**Quoted passage:**
Vinnie Ferrari

Personal information
- Born: Kevin Olmstead July 23, 1971 (age 55) Elmira, New York, U.S.

Professional wrestling career
- Ring name(s): Vinnie Ferrari Backyard Superstar Kevin Olmstead
- Billed height: 6 ft 1 in (185 cm)
- Billed weight: 250 lb (113 kg)
- Billed from: Daytona Beach, Florida Montreal, Quebec Washington, D.C.
- Trained by: "Ironheart" Todd Costner H. C. Loc Big Poppa Chill Hellcat
- Debut: 1999

= Vinnie Ferrari =

American professional wrestler (born 1971)

Kevin Olmstead is an independent professional wrestling referee and former manager/wrestler known as Vinnie Ferrari. He also was a candidate for president of the United States.
A former radio personality in the Elmira-Corning, New York, market, he became a ring announcer for the United States Wrestling Federation after his station booked the USWF for a 1996 radio promotion.

He discovered during the promotion that friends H. C. Loc and Big Poppa Chill were training to be wrestlers. He also had conversations during that time with Tony Atlas, Nikolai Volkoff, Bill Eadie, and Bam Bam Bigelow, after which he decided to go into training.

The USWF training facility had multiple trainers and locations while Ferrari was in training. He picked up instruction wherever he could, often before USWF events from Loc, Chill and any other workers who were willing to offer instruction.

As a ring announcer, or occasionally as a manager, Ferrari often was caught up in the action when it spilled out of the ring, but the USWF never hired him expressly as a wrestler.

He was booked for the first time as a wrestler in 1999, when he lost to Big Poppa Chill in Cheektowaga, New York.

In late 1999/early 2001 Vinnie helped future independent wrestling star "Poison" Appollo Starr to get training. Appollo would go on to get further training from Jimmy KillKillia and American Kickboxer at the R.A.A.G.E. Dojo. He still credits Vinnie for teaching him to work left, how to bump and some of the finer points of pro wrestling as well helping
him get booked for his first match with Don Adams' Penn York Wrestling.

**Written task A:**
Duplicate everything in the records below from the line containing "The output for" down to the line containing "box: [28, 51, 61, 90]", with both of those lines included.

**Records:**

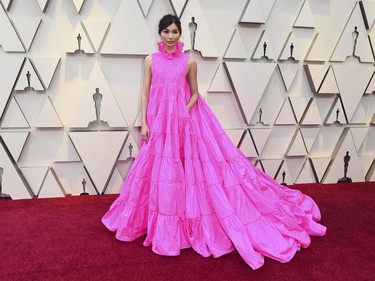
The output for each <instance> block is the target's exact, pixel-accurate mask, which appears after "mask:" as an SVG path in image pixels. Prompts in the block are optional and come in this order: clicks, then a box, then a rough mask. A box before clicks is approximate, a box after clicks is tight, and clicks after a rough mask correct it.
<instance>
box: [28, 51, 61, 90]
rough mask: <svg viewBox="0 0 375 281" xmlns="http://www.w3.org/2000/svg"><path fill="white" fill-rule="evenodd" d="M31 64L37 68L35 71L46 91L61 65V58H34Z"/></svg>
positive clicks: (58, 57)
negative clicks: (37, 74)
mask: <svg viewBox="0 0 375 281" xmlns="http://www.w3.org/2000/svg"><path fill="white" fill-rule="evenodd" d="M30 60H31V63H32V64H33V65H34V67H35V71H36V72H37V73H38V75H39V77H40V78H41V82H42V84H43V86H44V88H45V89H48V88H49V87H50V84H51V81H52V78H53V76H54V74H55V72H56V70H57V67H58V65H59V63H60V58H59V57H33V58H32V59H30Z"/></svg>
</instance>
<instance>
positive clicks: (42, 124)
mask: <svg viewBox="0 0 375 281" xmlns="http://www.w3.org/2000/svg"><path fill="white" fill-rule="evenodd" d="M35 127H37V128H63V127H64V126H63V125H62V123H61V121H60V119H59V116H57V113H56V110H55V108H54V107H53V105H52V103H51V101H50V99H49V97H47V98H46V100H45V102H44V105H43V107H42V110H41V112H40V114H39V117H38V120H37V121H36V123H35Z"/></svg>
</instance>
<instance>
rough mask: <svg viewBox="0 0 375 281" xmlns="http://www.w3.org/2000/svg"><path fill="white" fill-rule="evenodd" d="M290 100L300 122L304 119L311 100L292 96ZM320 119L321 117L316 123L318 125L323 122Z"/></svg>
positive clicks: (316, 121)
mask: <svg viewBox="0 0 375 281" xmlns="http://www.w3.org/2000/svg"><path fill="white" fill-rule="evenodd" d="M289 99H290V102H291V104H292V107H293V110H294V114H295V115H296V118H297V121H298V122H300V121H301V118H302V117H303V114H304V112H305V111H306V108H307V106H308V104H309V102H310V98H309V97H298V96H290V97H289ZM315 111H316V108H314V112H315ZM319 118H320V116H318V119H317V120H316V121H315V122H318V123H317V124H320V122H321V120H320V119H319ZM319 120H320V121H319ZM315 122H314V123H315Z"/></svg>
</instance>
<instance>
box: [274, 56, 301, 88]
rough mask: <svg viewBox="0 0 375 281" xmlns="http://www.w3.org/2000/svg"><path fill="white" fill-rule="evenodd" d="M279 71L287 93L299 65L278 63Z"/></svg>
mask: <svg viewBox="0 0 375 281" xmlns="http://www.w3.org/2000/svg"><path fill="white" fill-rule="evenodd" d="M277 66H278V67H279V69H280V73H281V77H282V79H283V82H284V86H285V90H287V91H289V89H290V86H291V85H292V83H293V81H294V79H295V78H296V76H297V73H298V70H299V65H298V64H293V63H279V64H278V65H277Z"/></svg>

--

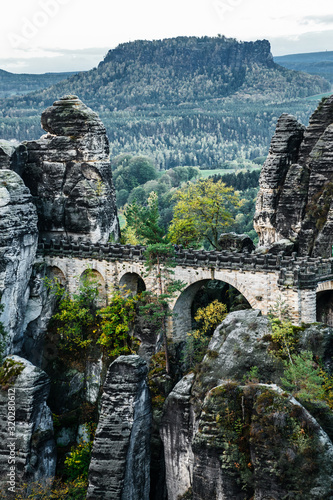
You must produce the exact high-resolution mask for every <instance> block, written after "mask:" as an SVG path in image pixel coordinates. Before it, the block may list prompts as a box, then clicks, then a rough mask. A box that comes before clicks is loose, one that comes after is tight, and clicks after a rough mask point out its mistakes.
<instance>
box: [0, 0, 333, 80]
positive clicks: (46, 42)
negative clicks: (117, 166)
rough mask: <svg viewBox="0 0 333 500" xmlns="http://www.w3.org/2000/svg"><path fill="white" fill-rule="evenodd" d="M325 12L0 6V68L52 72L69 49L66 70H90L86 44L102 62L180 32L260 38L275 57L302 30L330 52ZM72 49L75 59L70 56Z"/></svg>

**Written task B:**
Set down everything in the Vinnie Ferrari biography from "As a ring announcer, or" down to "as a wrestler.", word for word.

**Task response A:**
The output for each <instance> block is the target's exact, pixel-accurate mask, which appears after "mask:" as an SVG path in image pixels. Prompts in the block are optional and come in this order: clicks, then a box, then a rough mask. A box before clicks is approximate, a box after clicks is tight, and clicks after a rough mask correct it.
<instance>
box: [28, 51, 61, 90]

**Task response B:**
As a ring announcer, or occasionally as a manager, Ferrari often was caught up in the action when it spilled out of the ring, but the USWF never hired him expressly as a wrestler.